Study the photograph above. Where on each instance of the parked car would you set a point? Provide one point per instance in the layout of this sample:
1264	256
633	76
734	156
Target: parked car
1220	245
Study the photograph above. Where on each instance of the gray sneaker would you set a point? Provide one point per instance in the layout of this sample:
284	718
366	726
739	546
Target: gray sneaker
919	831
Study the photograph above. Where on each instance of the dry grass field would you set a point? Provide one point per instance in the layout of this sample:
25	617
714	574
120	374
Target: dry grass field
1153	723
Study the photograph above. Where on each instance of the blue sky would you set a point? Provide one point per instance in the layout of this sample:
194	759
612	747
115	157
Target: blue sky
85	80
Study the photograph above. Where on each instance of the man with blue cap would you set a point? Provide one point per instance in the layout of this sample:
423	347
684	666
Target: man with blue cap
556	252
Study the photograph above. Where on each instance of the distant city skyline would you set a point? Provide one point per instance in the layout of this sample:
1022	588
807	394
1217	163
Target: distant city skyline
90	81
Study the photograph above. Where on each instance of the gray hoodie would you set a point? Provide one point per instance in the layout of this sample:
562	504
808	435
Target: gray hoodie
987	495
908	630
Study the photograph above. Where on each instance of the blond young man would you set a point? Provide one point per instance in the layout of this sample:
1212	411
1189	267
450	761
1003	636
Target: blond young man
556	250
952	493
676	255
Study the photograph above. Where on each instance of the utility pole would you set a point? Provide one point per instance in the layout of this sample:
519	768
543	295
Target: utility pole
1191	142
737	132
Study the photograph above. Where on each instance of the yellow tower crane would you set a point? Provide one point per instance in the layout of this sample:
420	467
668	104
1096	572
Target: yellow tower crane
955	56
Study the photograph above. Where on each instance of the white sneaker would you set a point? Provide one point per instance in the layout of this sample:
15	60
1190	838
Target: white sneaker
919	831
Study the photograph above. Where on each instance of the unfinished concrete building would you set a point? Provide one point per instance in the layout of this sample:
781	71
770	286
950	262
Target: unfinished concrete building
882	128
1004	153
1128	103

________

_Aim of the task_
Rewrite every row above, replacing "sample" with "example" wherever it occurs and leaving everything else unchanged.

_Result of the exercise_
Study the photograph above. Where on each instance of the parked car would you set a point? Provide one point per instance in the layout of this example:
1264	256
633	76
734	156
Target: parked car
1220	245
Study the photograph above. Where on each instance of the gray sneaker would you set a point? Provide one point per instance in the layout of this example:
284	718
366	726
739	546
Target: gray sneaker
919	831
Study the photograph above. Where on each instance of the dry grass field would you set a point? Provide one point per instance in the layout of this example:
25	617
714	574
120	374
Target: dry grass field
1153	723
Study the photograph above. Where on each instance of the blue sky would you set a point? Provide one point per instance in the layout of this example:
194	759
612	747
115	157
Target: blue sky
85	80
Study the photograph above. Where on each instance of the man with blue cap would you set a point? Provide one point per instance in the layout of this example:
423	347
684	666
Target: man with blue cap
556	252
Study the photograph above. Where on each instance of the distant city skyline would you set a point? Provide one point per instance in the layout of this example:
1022	588
807	394
1217	163
Target: distant city skyline
90	81
Study the photograph above. Where on each instance of the gray hoodie would you set a point? Provide one point per instance in the layout of this example:
562	504
808	435
Target: gray hoodie
987	495
908	630
Study the photograph above. Where on each instance of the blond young man would you set a point? Provide one point per instance in the layout of this example:
1212	411
1189	267
450	761
1003	636
Target: blond young man
556	250
952	493
676	255
Study the photograph above. Where on each instance of the utility pole would you set a point? Provide one point per instance in the layout of this example:
519	768
543	295
Target: utility pole
1191	142
737	132
Study the photograph above. Where on each instance of the yellow tower crane would you set a point? Provide one point per instance in the layout of this example:
420	467
668	104
1096	572
Target: yellow tower crane
955	56
Study the photograph above. Where on each instance of the white sneaker would you set a point? Provide one point per instance in the layout of this example:
15	60
1190	838
Target: white sneaker
919	831
Study the photograph above. Where on each instance of the unfinished concrete building would you set a point? Provide one point per instance in the layout of this example:
781	71
770	286
950	262
Target: unfinished concrete building
882	128
1004	153
1128	103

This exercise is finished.